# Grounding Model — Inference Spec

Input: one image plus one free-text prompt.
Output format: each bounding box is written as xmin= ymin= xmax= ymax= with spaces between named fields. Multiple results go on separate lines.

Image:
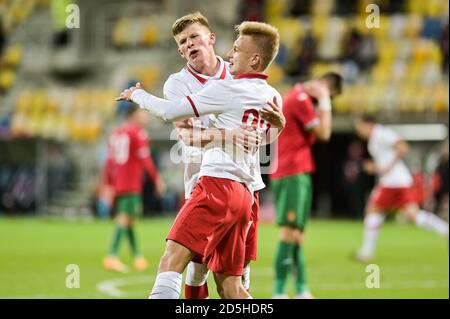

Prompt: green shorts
xmin=116 ymin=194 xmax=142 ymax=217
xmin=271 ymin=174 xmax=312 ymax=229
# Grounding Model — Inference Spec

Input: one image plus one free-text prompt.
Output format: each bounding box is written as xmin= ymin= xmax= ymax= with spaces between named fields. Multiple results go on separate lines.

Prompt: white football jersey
xmin=164 ymin=56 xmax=265 ymax=199
xmin=131 ymin=74 xmax=282 ymax=196
xmin=368 ymin=125 xmax=413 ymax=188
xmin=187 ymin=74 xmax=282 ymax=192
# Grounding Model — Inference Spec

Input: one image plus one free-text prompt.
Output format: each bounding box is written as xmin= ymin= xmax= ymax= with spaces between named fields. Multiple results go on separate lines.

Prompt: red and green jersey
xmin=103 ymin=123 xmax=158 ymax=195
xmin=271 ymin=84 xmax=319 ymax=179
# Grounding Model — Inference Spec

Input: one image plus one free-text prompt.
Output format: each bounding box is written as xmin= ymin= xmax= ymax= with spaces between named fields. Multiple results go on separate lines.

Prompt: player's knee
xmin=159 ymin=241 xmax=193 ymax=273
xmin=222 ymin=281 xmax=240 ymax=299
xmin=294 ymin=229 xmax=305 ymax=245
xmin=186 ymin=261 xmax=209 ymax=287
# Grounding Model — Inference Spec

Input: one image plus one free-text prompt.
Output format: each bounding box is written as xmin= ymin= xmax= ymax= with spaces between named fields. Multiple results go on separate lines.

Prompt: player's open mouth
xmin=189 ymin=50 xmax=198 ymax=59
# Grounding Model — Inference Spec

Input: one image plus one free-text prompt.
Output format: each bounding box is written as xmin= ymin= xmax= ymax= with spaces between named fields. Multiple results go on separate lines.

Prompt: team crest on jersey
xmin=287 ymin=210 xmax=296 ymax=222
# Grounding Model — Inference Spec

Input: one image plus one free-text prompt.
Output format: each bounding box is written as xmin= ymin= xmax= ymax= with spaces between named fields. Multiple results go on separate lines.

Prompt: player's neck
xmin=189 ymin=55 xmax=220 ymax=76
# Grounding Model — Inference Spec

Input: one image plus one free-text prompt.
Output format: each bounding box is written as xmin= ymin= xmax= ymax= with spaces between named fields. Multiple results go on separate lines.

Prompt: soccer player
xmin=103 ymin=105 xmax=165 ymax=272
xmin=119 ymin=22 xmax=281 ymax=298
xmin=355 ymin=116 xmax=448 ymax=262
xmin=270 ymin=73 xmax=342 ymax=299
xmin=164 ymin=12 xmax=284 ymax=299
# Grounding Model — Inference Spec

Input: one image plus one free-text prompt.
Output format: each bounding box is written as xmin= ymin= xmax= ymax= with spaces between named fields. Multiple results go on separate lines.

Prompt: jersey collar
xmin=186 ymin=56 xmax=227 ymax=84
xmin=234 ymin=73 xmax=269 ymax=80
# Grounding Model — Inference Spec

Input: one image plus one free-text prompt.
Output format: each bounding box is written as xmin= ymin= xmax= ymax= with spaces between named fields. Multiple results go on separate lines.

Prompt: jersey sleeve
xmin=131 ymin=81 xmax=232 ymax=122
xmin=294 ymin=92 xmax=320 ymax=130
xmin=134 ymin=130 xmax=158 ymax=182
xmin=163 ymin=76 xmax=190 ymax=101
xmin=378 ymin=128 xmax=400 ymax=146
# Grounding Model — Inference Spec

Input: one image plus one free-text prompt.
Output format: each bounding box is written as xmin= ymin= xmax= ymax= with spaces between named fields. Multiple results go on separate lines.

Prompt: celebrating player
xmin=103 ymin=105 xmax=165 ymax=272
xmin=355 ymin=116 xmax=448 ymax=262
xmin=164 ymin=12 xmax=284 ymax=299
xmin=271 ymin=73 xmax=342 ymax=299
xmin=119 ymin=22 xmax=281 ymax=298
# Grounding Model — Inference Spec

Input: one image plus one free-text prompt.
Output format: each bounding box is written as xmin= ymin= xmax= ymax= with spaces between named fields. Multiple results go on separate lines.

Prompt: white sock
xmin=416 ymin=210 xmax=448 ymax=237
xmin=186 ymin=261 xmax=209 ymax=287
xmin=242 ymin=265 xmax=250 ymax=291
xmin=148 ymin=271 xmax=183 ymax=299
xmin=360 ymin=213 xmax=384 ymax=256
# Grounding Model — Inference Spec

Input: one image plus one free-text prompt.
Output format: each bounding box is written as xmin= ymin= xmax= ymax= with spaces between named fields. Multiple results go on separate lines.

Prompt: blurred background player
xmin=116 ymin=21 xmax=282 ymax=299
xmin=271 ymin=73 xmax=342 ymax=299
xmin=103 ymin=105 xmax=165 ymax=272
xmin=355 ymin=116 xmax=448 ymax=262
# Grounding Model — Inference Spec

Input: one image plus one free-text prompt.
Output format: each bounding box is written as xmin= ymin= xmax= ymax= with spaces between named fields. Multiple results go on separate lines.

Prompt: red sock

##############################

- Aim of the task -
Extract every line of the data above that contains the word "green", and reproduce each such line in full.

- Exercise answer -
Prompt: green shorts
Prompt: red and green jersey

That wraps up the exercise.